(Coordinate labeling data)

-=-=-=-=-

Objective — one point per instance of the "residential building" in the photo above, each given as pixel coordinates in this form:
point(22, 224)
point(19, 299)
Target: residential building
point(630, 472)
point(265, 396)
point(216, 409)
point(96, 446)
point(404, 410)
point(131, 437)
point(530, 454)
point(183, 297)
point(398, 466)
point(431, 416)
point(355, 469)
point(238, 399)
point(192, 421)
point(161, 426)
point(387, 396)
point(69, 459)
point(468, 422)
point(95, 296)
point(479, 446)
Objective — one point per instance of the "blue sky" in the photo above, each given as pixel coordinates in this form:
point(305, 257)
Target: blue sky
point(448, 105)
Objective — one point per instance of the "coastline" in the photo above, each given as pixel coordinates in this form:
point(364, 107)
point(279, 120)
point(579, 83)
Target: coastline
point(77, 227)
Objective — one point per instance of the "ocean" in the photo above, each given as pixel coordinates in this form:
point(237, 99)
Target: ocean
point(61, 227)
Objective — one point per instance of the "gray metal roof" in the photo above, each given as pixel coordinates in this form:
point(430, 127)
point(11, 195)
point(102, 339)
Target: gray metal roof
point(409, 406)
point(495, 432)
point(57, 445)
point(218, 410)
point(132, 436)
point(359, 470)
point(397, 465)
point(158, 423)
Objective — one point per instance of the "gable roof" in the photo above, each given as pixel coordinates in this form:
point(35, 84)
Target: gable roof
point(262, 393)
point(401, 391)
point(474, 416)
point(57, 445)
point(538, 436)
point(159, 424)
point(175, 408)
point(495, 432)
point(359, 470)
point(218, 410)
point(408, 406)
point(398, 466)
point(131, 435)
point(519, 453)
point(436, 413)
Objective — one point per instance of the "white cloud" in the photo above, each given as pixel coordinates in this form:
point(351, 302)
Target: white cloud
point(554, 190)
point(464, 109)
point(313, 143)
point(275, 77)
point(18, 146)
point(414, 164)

-=-=-=-=-

◆ **Do this**: Reproduce every line of the data above verbatim, from start to finish.

◆ **Reply to the exercise**:
Objective — one point per instance of the "residential building" in the photo above, each given as pixel coordinates in this form:
point(22, 224)
point(19, 299)
Target: residential building
point(630, 472)
point(265, 396)
point(216, 409)
point(96, 446)
point(404, 410)
point(131, 437)
point(530, 454)
point(183, 297)
point(398, 466)
point(431, 416)
point(355, 469)
point(238, 399)
point(192, 421)
point(161, 426)
point(387, 396)
point(69, 459)
point(468, 422)
point(95, 296)
point(479, 446)
Objective — one point per instance of the "blue sky" in the photo above, each given as pixel coordinates in this form:
point(305, 257)
Target: blue sky
point(448, 105)
Objective — one point per instance of the "coastline" in the photo above, each given as pixel coordinates in this form:
point(364, 107)
point(279, 120)
point(579, 83)
Target: coastline
point(77, 227)
Objective — one point per instance of the "ocean" in the photo above, each given as pixel coordinates in this form:
point(237, 99)
Target: ocean
point(61, 227)
Objective — one point per instance of the "gray metal roof" in the photo above, each given as pixel coordinates in this form:
point(430, 127)
point(11, 195)
point(102, 339)
Target: gray metal roof
point(409, 406)
point(495, 432)
point(57, 445)
point(218, 410)
point(132, 436)
point(359, 470)
point(397, 465)
point(158, 423)
Objective — one point per instance of the "gable roof" in the photo above, each given as pixel coordinates in this form:
point(35, 84)
Target: gable roof
point(262, 393)
point(401, 391)
point(474, 416)
point(57, 445)
point(538, 436)
point(159, 424)
point(175, 408)
point(495, 432)
point(359, 470)
point(218, 410)
point(408, 406)
point(398, 466)
point(131, 435)
point(519, 453)
point(436, 413)
Objective — one point per instance of the "white cloud" in the photo above, each given as pixel coordinates in this form:
point(351, 302)
Target: white cloud
point(554, 190)
point(464, 109)
point(313, 143)
point(275, 77)
point(18, 146)
point(414, 164)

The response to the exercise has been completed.